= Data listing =
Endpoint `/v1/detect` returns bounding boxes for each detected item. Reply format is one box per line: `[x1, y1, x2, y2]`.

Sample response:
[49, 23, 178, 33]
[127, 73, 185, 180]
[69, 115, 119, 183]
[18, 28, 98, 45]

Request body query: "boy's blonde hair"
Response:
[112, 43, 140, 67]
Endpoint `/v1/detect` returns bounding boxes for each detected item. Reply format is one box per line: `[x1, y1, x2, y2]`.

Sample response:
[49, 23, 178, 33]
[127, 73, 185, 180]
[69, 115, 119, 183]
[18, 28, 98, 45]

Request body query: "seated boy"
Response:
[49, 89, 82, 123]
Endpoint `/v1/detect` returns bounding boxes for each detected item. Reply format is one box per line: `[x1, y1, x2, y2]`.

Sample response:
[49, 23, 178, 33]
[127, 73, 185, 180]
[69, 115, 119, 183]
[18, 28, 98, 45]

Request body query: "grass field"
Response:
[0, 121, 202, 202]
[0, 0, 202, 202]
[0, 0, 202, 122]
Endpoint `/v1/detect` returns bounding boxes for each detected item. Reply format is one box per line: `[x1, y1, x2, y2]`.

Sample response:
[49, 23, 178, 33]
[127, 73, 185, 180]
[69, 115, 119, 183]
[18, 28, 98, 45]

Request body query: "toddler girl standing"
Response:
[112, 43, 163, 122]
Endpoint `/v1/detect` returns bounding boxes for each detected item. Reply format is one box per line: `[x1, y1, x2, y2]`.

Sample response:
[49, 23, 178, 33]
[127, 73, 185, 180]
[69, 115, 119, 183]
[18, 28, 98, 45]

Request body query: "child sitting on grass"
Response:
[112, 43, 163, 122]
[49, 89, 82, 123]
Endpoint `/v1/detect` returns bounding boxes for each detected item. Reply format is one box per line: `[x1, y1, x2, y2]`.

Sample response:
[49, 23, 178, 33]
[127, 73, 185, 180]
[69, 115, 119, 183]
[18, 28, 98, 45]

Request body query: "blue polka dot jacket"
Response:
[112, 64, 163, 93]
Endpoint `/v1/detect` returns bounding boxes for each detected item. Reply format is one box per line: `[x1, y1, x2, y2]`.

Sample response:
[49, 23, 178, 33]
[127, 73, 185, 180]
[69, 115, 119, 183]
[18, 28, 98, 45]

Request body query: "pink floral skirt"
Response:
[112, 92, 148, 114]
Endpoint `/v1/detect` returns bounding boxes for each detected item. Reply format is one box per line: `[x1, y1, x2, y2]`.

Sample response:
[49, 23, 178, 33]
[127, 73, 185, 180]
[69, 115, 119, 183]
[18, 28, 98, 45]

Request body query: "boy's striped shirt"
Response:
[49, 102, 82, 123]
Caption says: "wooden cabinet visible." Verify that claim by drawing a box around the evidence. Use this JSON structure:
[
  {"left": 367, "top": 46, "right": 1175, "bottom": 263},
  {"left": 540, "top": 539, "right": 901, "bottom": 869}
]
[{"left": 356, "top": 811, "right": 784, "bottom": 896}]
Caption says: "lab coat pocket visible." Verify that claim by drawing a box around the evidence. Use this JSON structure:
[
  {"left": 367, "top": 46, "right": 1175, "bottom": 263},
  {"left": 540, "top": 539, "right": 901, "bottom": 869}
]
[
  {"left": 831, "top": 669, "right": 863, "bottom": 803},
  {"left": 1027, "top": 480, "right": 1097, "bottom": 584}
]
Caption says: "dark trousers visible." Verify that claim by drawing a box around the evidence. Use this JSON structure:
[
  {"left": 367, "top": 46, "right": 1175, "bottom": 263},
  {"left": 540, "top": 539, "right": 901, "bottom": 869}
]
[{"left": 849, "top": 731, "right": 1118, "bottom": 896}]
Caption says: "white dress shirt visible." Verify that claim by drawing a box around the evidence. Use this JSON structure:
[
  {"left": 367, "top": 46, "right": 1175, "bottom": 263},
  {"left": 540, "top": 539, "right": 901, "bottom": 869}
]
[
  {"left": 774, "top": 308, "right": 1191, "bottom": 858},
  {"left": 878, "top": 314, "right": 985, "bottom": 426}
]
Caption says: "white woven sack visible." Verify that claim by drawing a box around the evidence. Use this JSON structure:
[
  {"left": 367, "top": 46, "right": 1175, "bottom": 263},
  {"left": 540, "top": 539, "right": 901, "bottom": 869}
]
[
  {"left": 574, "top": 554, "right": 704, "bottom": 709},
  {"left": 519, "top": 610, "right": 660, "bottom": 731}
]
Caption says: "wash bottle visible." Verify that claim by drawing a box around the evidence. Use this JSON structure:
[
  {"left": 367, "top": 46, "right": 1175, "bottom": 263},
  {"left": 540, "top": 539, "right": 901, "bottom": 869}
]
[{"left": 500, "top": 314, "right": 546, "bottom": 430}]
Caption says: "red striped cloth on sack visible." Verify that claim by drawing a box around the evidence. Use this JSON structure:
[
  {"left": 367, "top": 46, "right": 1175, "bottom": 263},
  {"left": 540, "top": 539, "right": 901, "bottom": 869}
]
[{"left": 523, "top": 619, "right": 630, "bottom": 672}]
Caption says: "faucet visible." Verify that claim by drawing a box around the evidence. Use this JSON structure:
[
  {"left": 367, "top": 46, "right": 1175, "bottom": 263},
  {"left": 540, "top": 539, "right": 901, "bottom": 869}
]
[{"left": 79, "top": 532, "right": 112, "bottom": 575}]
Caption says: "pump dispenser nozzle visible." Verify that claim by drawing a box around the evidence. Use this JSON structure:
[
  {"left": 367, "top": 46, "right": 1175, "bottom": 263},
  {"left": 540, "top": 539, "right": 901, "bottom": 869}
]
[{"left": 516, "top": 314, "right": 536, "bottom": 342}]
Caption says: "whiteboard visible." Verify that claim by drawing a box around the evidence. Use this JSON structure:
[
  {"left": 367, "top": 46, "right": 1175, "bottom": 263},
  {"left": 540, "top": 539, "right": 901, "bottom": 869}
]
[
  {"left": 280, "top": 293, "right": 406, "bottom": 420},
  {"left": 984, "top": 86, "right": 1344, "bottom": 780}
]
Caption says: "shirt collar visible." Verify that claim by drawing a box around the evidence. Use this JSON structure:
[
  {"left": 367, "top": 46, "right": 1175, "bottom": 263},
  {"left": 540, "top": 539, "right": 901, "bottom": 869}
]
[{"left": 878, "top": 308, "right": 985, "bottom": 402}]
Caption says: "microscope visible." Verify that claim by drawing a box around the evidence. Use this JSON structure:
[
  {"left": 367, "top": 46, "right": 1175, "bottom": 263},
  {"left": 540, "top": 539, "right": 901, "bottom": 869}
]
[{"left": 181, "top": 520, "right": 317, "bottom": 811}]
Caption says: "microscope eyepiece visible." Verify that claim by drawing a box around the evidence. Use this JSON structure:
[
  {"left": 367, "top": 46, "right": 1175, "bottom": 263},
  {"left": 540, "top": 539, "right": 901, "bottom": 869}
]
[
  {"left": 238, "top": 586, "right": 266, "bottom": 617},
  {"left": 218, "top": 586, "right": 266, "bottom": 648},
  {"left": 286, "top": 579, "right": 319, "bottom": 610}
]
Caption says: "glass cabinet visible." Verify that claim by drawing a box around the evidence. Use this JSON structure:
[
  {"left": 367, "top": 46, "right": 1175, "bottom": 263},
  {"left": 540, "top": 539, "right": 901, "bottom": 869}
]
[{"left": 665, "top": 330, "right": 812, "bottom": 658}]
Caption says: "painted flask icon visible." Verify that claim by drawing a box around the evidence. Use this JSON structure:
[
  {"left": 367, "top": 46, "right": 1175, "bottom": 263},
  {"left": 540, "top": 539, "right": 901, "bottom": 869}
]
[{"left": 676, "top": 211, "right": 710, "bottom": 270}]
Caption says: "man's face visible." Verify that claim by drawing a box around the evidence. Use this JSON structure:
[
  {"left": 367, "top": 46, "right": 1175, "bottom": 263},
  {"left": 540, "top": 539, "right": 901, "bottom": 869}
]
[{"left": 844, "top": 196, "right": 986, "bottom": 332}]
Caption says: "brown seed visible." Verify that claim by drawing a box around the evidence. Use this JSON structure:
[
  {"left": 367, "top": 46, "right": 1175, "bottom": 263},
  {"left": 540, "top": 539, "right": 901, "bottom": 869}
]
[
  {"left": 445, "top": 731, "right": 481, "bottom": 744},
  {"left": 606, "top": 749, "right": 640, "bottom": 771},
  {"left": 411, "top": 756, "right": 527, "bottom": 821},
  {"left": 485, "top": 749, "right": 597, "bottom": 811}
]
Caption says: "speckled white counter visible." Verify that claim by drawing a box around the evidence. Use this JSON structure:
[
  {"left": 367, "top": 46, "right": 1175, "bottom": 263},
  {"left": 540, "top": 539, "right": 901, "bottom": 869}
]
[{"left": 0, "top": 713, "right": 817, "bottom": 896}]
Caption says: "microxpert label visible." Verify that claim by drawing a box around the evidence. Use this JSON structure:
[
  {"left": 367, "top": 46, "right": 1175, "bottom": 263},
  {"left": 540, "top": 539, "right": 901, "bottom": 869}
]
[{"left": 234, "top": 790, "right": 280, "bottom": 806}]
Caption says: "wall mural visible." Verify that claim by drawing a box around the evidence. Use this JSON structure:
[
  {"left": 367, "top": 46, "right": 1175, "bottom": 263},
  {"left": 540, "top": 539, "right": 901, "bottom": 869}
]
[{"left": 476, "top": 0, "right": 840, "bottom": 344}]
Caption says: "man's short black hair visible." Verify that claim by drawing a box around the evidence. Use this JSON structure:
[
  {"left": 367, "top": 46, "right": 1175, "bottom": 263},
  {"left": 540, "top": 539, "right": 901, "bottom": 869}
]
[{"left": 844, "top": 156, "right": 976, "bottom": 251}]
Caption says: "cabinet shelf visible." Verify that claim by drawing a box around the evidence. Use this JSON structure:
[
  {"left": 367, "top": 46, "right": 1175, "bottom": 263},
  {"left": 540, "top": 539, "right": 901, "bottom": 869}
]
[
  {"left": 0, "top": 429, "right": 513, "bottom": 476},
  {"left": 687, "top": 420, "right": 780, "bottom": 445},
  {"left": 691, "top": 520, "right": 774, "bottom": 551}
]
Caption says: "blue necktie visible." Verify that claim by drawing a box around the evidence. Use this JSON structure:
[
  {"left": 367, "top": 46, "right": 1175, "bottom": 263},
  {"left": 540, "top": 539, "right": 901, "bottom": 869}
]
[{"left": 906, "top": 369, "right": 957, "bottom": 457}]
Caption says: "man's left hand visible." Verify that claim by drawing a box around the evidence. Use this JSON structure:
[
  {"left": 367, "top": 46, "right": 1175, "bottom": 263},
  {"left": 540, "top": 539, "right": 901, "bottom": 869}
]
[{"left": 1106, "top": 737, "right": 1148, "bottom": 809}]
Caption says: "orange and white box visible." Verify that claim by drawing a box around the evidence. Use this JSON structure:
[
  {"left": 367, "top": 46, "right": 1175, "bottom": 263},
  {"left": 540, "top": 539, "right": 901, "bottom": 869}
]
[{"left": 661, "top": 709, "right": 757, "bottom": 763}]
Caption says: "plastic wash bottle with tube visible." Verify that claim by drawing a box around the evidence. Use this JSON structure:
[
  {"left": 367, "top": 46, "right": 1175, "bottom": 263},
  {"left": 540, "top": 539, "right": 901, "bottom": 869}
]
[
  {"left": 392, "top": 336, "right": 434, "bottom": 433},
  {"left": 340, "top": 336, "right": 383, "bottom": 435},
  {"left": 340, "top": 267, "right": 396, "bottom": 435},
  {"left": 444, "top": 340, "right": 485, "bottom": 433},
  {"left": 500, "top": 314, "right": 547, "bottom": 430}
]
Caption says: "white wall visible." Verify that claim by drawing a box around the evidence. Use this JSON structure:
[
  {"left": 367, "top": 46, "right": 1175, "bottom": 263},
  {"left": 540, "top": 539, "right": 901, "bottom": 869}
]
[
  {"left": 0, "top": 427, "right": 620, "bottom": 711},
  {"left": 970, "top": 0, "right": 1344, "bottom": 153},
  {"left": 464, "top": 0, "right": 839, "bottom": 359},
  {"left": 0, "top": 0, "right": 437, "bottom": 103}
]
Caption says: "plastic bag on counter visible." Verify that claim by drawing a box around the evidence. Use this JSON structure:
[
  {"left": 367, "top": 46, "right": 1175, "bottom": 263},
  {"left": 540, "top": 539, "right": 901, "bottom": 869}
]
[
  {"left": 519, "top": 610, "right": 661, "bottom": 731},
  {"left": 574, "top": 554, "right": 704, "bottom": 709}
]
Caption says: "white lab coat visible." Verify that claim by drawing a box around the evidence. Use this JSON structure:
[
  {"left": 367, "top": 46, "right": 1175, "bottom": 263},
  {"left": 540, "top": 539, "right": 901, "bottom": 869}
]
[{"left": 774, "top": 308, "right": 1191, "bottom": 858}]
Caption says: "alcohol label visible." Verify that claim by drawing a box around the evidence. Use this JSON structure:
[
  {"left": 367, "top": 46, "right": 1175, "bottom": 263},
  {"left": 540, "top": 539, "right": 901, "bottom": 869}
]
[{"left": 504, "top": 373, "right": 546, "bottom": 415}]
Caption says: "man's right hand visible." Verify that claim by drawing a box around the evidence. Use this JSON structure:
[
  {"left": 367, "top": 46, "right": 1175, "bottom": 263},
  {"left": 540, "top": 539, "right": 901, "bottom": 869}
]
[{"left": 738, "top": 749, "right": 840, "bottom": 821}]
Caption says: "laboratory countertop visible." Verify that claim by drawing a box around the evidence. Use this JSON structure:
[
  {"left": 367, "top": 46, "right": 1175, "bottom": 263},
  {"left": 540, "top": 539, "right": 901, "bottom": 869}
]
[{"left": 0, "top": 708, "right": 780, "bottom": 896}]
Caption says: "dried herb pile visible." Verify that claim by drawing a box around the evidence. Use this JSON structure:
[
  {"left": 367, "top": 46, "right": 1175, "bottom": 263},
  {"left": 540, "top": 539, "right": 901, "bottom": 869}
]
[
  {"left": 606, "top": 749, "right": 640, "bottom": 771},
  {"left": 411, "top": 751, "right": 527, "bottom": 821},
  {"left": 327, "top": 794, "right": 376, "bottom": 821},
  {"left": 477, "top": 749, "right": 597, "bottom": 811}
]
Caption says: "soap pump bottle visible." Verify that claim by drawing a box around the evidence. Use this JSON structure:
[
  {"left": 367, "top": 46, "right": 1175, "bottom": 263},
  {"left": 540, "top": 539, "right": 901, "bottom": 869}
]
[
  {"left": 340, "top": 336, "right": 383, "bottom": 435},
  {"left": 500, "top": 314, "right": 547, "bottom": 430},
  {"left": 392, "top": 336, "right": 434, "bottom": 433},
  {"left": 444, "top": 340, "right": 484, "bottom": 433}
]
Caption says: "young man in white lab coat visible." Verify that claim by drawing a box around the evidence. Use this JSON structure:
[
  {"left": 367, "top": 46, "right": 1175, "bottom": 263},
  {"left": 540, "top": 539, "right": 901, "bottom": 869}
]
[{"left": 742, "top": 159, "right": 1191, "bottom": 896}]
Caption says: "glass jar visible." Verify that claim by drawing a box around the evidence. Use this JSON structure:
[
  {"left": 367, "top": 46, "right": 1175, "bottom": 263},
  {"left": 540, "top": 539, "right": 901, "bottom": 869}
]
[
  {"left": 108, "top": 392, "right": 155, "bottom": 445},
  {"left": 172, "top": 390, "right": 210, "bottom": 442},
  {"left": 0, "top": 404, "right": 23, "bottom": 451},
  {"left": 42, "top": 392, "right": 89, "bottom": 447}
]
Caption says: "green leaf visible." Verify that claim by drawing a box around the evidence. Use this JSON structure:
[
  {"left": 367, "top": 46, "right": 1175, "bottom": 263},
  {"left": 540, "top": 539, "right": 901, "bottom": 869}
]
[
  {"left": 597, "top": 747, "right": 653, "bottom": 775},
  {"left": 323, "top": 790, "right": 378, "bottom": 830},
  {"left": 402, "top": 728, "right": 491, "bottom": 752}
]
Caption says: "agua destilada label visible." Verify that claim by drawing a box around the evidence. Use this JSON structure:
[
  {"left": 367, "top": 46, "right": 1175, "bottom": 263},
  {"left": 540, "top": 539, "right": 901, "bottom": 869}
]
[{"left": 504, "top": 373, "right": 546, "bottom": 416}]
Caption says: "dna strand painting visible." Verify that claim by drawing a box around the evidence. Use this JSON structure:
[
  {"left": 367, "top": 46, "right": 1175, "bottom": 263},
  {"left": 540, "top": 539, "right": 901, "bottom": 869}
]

= What needs to be done =
Please repeat the lines from the start of the records through the line containing "[112, 43, 140, 67]", inclusive.

= Result of this task =
Endpoint `/v1/detect` returns bounding boxes for each detected item. Reply format is one box per line: `[x1, y1, x2, y2]`.

Sample response:
[49, 23, 178, 33]
[127, 73, 185, 180]
[69, 115, 119, 183]
[18, 28, 98, 45]

Request body query: "boy's blonde hair"
Response:
[112, 43, 140, 67]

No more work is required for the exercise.